- Supplied entries -
━━━━━━
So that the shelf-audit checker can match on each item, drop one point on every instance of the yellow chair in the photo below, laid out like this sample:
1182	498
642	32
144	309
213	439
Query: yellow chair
━━━━━━
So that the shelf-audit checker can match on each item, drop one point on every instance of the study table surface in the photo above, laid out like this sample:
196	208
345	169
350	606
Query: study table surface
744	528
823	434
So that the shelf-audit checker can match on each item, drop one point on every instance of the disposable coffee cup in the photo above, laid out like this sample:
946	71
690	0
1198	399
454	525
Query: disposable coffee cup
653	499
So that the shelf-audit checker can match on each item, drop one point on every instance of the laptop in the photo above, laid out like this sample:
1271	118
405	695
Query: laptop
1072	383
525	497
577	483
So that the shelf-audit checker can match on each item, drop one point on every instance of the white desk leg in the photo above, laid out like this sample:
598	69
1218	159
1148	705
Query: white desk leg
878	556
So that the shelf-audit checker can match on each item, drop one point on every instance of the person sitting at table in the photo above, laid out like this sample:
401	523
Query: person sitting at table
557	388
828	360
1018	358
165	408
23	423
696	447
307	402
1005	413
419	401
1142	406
━━━━━━
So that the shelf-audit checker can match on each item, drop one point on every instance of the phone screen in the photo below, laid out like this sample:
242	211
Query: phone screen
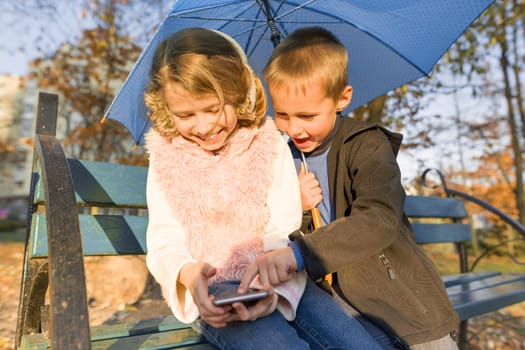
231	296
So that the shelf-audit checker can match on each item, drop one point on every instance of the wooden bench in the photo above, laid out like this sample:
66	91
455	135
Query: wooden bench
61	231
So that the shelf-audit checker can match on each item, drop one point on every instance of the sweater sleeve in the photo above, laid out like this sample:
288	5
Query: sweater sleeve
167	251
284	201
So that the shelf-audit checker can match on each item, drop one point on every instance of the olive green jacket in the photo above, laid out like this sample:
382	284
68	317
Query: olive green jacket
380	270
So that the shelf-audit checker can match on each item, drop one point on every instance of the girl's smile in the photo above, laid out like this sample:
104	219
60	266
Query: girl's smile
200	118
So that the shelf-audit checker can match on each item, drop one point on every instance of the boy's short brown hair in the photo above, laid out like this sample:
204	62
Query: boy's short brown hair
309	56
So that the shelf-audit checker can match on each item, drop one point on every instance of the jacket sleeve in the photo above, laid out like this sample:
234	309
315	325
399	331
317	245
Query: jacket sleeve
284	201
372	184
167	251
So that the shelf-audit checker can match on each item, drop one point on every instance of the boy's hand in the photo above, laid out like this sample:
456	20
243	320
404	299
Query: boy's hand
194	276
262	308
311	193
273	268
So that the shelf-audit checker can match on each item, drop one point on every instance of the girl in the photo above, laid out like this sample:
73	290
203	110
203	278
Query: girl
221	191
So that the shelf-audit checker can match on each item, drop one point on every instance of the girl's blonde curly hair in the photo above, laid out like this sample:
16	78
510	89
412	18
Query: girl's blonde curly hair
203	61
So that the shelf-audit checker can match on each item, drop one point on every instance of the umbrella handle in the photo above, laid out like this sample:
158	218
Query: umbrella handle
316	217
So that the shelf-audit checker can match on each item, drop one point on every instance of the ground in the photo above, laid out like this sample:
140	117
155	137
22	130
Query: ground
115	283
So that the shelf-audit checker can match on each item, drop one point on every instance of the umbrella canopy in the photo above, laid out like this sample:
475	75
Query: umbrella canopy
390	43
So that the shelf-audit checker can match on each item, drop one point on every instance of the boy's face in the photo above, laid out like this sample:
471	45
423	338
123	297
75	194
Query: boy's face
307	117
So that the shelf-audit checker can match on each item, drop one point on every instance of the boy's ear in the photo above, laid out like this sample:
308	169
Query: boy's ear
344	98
━━━━━━
- Exercise requirements -
Rewrite everything from the line containing "of the yellow" down to the line containing "Query: yellow chair", swapping "sample" for "template" and leaving the rest of those lines as they are.

- Solution to this problem -
So that the shelf-audit checker can match on each item, drop one point on every instance of the yellow chair in the photo below, laid out like this template:
1182	498
642	32
144	309
213	439
Query: yellow chair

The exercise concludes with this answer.